• [What is asked]: Images appear in the records below; leave them out and repeat everything else exactly.

• [Entries taken from a collection]:

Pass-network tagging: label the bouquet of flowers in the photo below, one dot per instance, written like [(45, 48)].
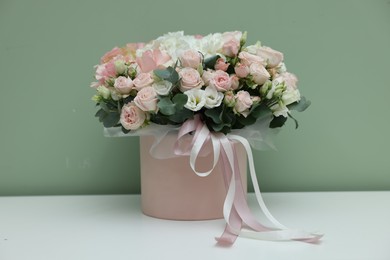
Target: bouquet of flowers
[(207, 86), (175, 77)]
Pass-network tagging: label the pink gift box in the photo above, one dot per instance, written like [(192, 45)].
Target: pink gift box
[(171, 190)]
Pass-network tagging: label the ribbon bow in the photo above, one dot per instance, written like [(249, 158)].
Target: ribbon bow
[(236, 211)]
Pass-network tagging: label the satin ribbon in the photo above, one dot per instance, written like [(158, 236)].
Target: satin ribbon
[(235, 210)]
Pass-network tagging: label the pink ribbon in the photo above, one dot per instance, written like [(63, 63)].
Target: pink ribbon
[(236, 210)]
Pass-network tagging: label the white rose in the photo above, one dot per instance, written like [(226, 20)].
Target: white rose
[(189, 79), (243, 103), (196, 99), (213, 97), (259, 74), (163, 87)]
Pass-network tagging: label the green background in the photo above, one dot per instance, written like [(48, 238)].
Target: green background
[(50, 142)]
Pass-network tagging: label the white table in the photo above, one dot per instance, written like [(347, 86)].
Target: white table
[(112, 227)]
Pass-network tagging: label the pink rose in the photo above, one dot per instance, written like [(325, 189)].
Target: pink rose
[(229, 99), (221, 81), (207, 76), (190, 58), (231, 43), (241, 70), (243, 103), (221, 65), (290, 80), (247, 58), (146, 99), (259, 74), (105, 71), (143, 80), (132, 117), (152, 59), (123, 85), (189, 79), (272, 57), (235, 82)]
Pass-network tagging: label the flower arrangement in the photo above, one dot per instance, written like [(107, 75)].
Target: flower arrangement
[(175, 77), (203, 87)]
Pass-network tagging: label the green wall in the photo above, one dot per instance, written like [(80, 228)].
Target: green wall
[(50, 143)]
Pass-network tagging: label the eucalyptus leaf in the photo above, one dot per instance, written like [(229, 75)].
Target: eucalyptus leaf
[(249, 120), (214, 114), (168, 74), (180, 100), (166, 106), (260, 110), (296, 121)]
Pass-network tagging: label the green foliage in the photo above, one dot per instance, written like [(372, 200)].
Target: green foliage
[(260, 110), (169, 74), (300, 106)]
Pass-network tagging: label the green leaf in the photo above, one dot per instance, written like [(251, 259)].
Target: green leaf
[(166, 106), (278, 122), (180, 100), (249, 120), (214, 114), (169, 74), (260, 110), (296, 121), (300, 106), (159, 119)]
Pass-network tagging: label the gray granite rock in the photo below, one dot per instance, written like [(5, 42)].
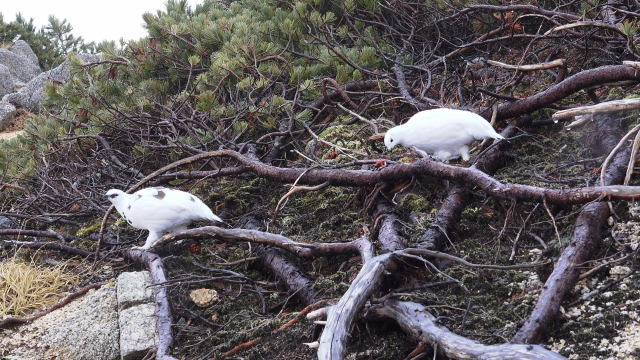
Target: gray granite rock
[(7, 81), (137, 331), (85, 329), (20, 66), (134, 289), (7, 113), (21, 47), (32, 94)]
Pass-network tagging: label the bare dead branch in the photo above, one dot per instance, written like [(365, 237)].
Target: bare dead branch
[(154, 263), (416, 321), (609, 106), (530, 67), (586, 236)]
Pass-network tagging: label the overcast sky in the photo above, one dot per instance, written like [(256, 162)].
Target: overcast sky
[(93, 20)]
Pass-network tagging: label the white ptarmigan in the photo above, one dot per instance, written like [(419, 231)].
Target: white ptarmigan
[(160, 210), (446, 133)]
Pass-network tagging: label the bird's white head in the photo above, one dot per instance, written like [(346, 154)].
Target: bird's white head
[(115, 196), (391, 138)]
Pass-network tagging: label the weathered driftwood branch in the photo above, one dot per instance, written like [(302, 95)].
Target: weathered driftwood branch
[(416, 321), (530, 67), (38, 233), (341, 316), (568, 86), (154, 263), (586, 236), (584, 23), (609, 106)]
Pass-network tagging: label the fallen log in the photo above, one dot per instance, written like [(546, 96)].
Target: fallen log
[(341, 316), (416, 321), (154, 263), (586, 236)]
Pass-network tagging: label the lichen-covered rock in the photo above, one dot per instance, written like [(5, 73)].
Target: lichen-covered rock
[(19, 66), (7, 113), (7, 81), (137, 331), (134, 288), (85, 329), (203, 297), (32, 94), (22, 48)]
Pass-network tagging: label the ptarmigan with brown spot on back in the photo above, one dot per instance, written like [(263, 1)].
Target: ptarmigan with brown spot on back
[(160, 210)]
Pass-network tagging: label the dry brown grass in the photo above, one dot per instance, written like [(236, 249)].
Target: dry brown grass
[(26, 286)]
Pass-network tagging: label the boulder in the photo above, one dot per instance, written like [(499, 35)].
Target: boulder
[(7, 113), (22, 48), (134, 289), (19, 66), (135, 338), (137, 320), (113, 322), (85, 329), (7, 81), (32, 94)]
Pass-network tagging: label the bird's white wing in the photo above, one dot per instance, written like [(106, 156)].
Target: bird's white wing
[(159, 209), (435, 134)]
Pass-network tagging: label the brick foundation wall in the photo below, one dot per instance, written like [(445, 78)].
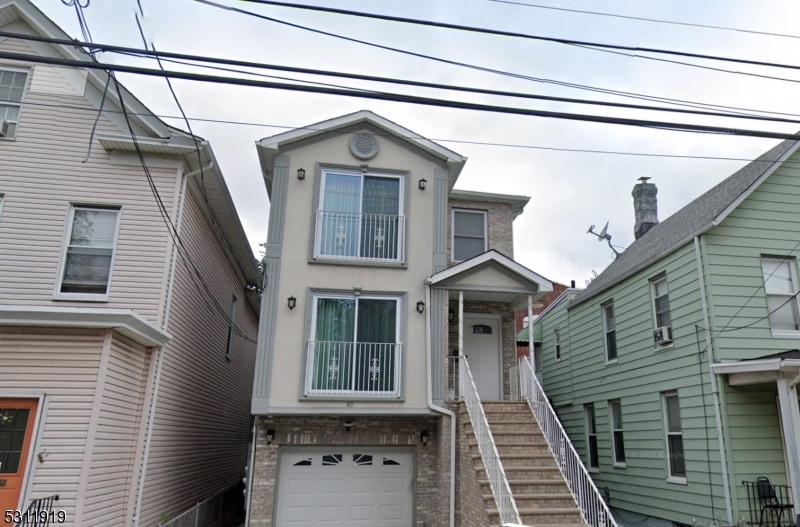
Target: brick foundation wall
[(432, 460)]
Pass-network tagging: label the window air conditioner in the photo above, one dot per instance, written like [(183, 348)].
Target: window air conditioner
[(663, 335)]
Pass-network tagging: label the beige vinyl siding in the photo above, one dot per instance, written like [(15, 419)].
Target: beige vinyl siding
[(43, 171), (113, 475), (63, 364), (201, 423), (765, 223)]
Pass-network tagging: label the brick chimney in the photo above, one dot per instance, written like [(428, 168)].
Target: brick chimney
[(645, 205)]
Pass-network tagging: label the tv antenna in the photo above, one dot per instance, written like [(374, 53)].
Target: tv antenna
[(603, 235)]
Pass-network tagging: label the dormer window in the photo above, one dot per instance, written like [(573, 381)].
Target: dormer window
[(359, 217)]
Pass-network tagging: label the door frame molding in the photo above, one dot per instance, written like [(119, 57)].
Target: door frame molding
[(36, 440), (499, 320)]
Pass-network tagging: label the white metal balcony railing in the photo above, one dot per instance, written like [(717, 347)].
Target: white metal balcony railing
[(593, 508), (506, 506), (360, 237), (361, 369)]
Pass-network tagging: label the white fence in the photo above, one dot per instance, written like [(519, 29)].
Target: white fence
[(491, 459), (593, 508)]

• [Task response]:
Pass-network tagging: label the bouquet of flowers in the photo below, one dot per instance, written like [(45, 48)].
Target: bouquet of flowers
[(207, 86), (175, 77)]
Pass-network tagging: label the pink gift box in the photo above, one dot per instance, written like [(192, 45)].
Target: pink gift box
[(171, 190)]
Pass-network tagging: label the ribbon bow in the photo above, one dot per instance, written like [(249, 158)].
Target: ribbon bow
[(236, 211)]
Pass-network tagging: label the satin ribbon in the photo above, one dot per instance, written like [(158, 236)].
Target: satin ribbon
[(235, 210)]
Pass-network tagging: label the pink ribbon in the photo above, one dot per instance, written like [(63, 63)].
Target: pink ribbon
[(236, 210)]
Pass-network tagging: label the white rose in the photo above, one dot per instance, written like [(226, 20)].
Target: white rose
[(189, 79), (243, 103), (196, 99), (213, 97), (259, 74), (163, 87)]
Pass-network tagging: label the green background in the photo above, one dot per instance, written like [(48, 238)].
Target: green background
[(50, 142)]
Pass-network tagging: label the white table in the photo above, one dot per instance, written like [(347, 86)].
Target: white table
[(112, 227)]
Pass-network tagging: label the pink rose in the photo above, one dot per instance, written like [(325, 189)].
Target: pink rose
[(229, 99), (221, 81), (207, 76), (190, 58), (231, 43), (241, 70), (243, 103), (221, 65), (290, 80), (247, 58), (146, 99), (259, 74), (105, 71), (143, 80), (132, 117), (152, 59), (123, 85), (189, 79), (272, 57), (235, 82)]
Pass-network tagging: label the flower arrangement in the photo above, one dot per instance, written like [(107, 75)].
Target: flower arrangement
[(175, 77), (203, 87)]
Pass-network tagging: label the green wall in the photo above, one dot per instance, written like [(80, 228)].
Target: green wall
[(50, 143)]
Pass-network tagging: label the eucalyptus leaf in the photo above, one dot per instance, written like [(229, 75)].
Target: eucalyptus leaf
[(249, 120), (214, 114), (168, 74), (180, 100), (166, 106), (260, 110), (296, 121)]
Pass-network tagging: label the green foliage in the photo above, one dot per instance, written like [(372, 200)].
Target: green foliage
[(260, 110), (169, 74), (300, 106)]
Pass-network tagging: label the green leaf in the photo above, one dot per instance, written like [(251, 259)].
Target: green leaf
[(166, 106), (278, 122), (180, 100), (249, 120), (214, 114), (169, 74), (260, 110), (296, 121), (300, 106), (159, 119)]
Pass-network tagging: label the gray granite rock in the photo below, one dot per instance, written like [(5, 42)].
Target: gray granite rock
[(7, 81), (137, 331), (85, 329), (20, 66), (134, 289), (7, 113), (21, 47), (32, 94)]
Pass-network tagging: label the bare dead branch in the photo above, one dot per instance, written like [(365, 237)].
Target: bare dead branch
[(154, 263), (416, 321), (609, 106), (530, 67), (586, 236)]
Pass-network tagging: label the overcast sky in the photo above, one dot per instance, written like [(256, 162)].
Target: overcast sky
[(93, 20)]
Pass-network tagging: label the white ptarmigan in the photo above, one dot per instance, written like [(419, 231)].
Target: white ptarmigan
[(160, 210), (446, 133)]
Pass-network tagging: label the bird's white head in the photo above, one dot per instance, written like [(346, 154)].
Target: bird's white head
[(115, 196), (391, 138)]
Pass-network tagging: label the weathered driftwood branch in the photo above, one dot per instance, written like [(302, 95)].
Target: weathered driftwood branch
[(416, 321), (530, 67), (38, 233), (341, 316), (568, 86), (154, 263), (586, 236), (584, 23), (609, 106)]
Pass-network tagging: label the fallen log in the photo above, one dot per instance, written like [(546, 96)].
Target: fallen log
[(341, 316), (416, 321), (154, 263), (586, 236)]
Pass-network tagging: label the lichen-covered rock in the photo above, one dot per instance, written like [(5, 73)].
Target: lichen-covered rock
[(19, 66), (7, 113), (7, 81), (137, 331), (134, 288), (85, 329), (203, 297), (32, 94), (22, 48)]
Pass-network tagging: label the ptarmigan with brown spot on back in the photo above, one dot per instance, written like [(263, 1)].
Target: ptarmigan with brown spot on back
[(160, 210)]
Pass-network tagging: label the dry brown grass in the photo above, one dot per instance, written like [(236, 249)].
Target: dry brown grass
[(26, 286)]
Pass-network tagging: label the boulder in the photo above, one dot per instance, written like [(499, 35)].
Target: boulder
[(7, 113), (22, 48), (134, 289), (19, 66), (135, 338), (137, 320), (113, 322), (85, 329), (7, 81), (32, 94)]
Pass-network tagging: label the bird's white wing in the photo above, one dot per instance, written like [(106, 156)].
Target: bird's white wing
[(159, 209), (435, 134)]
Pass-network tagging: label the brick foundation wall in the photo below, one dot per instance, written like [(445, 78)].
Target: brick foundation wall
[(432, 460)]
Pass-network tagging: label the window air conditioner in the photo above, one dot per instance, written like [(183, 348)].
Target: window air conditioner
[(663, 335)]
Pass-network tagging: label the beige vinyl siding in the photo above, one dot per instance, written like [(15, 419)].
Target: beige vinyl siding
[(43, 171), (113, 475), (63, 364), (201, 423), (765, 223)]
Pass-network tagging: label the brick chimney in the photo above, one dot per instance, written like [(428, 168)].
Target: brick chimney
[(645, 205)]
Pass-network tagging: label the tv antenna in the photo above, one dot per instance, written like [(374, 53)].
Target: tv antenna
[(603, 235)]
Pass-network tagging: label the dormer window in the photo above, one dot per instance, written like [(573, 381)].
Target: dormer window
[(359, 217)]
Pass-network tagging: label the door frame molding in the photo above, one dot per instance, written like [(119, 57)].
Target: door frame molding
[(36, 440), (499, 320)]
Pass-network tagging: label the white metal balcony railing in the photo above, one dot per instance, written like [(717, 347)].
Target: white metal balcony railing
[(593, 508), (506, 506), (360, 237), (361, 369)]
Pass-network tagging: label the white fence in the photo above, one dot per instance, written like [(519, 29)].
Target: white fence
[(491, 459), (593, 508)]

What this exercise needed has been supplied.